首页 > 代码库 > spark运行java-jar:Exception in thread "main" java.io.IOException: No FileSystem for scheme: hdfs

spark运行java-jar:Exception in thread "main" java.io.IOException: No FileSystem for scheme: hdfs

 

今天碰到的一个 spark问题,困扰好久才解决

首先我的spark集群部署使用的部署包是官方提供的

spark-1.0.2-bin-hadoop2.tgz

部署在hadoop集群上。

在运行java jar包的时候使用命令

java -jar chinahadoop-1.0-SNAPSHOT.jar  chinahadoop-1.0-SNAPSHOT.jar  hdfs://node1:8020/user/ning/data.txt /user/ning/output

出现了如下错误

14/08/23 23:18:55 INFO AppClient$ClientActor: Executor updated: app-20140823231852-0000/1 is now RUNNING
before count:MappedRDD[1] at textFile at Analysis.scala:35
Exception in thread "main" java.io.IOException: No FileSystem for scheme: hdfs
 at org.apache.hadoop.fs.FileSystem.getFileSystemClass(FileSystem.java:2421)
 at org.apache.hadoop.fs.FileSystem.createFileSystem(FileSystem.java:2428)
 at org.apache.hadoop.fs.FileSystem.access$200(FileSystem.java:88)
 at org.apache.hadoop.fs.FileSystem$Cache.getInternal(FileSystem.java:2467)

:: 数据摘录 ::
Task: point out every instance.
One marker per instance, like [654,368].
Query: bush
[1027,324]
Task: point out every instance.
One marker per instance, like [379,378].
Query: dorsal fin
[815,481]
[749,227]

:: 任务要求 ::
讲 spark 运行 jar 包时报 hdfs 错误的那篇文档片段停在了中间，请从它最后一行后面接着往下写。 这些行是从另一个地方摘来的。

:: 回复 ::
 at org.apache.hadoop.fs.FileSystem$Cache.get(FileSystem.java:2449)
 at org.apache.hadoop.fs.FileSystem.get(FileSystem.java:367)
 at org.apache.hadoop.fs.Path.getFileSystem(Path.java:287)
 at org.apache.hadoop.mapred.FileInputFormat.listStatus(FileInputFormat.java:221)
 at org.apache.hadoop.mapred.FileInputFormat.getSplits(FileInputFormat.java:270)
 at org.apache.spark.rdd.HadoopRDD.getPartitions(HadoopRDD.scala:175)
 at org.apache.spark.rdd.RDD$$anonfun$partitions$2.apply(RDD.scala:204)
 at org.apache.spark.rdd.RDD$$anonfun$partitions$2.apply(RDD.scala:202)
 at scala.Option.getOrElse(Option.scala:120)
 at org.apache.spark.rdd.RDD.partitions(RDD.scala:202)
 at org.apache.spark.rdd.MappedRDD.getPartitions(MappedRDD.scala:28)
 at org.apache.spark.rdd.RDD$$anonfun$partitions$2.apply(RDD.scala:204)
 at org.apache.spark.rdd.RDD$$anonfun$partitions$2.apply(RDD.scala:202)
 at scala.Option.getOrElse(Option.scala:120)
 at org.apache.spark.rdd.RDD.partitions(RDD.scala:202)
 at org.apache.spark.SparkContext.runJob(SparkContext.scala:1097)
 at org.apache.spark.rdd.RDD.count(RDD.scala:861)
 at cn.chinahadoop.spark.Analysis$.main(Analysis.scala:39)
 at cn.chinahadoop.spark.Analysis.main(Analysis.scala)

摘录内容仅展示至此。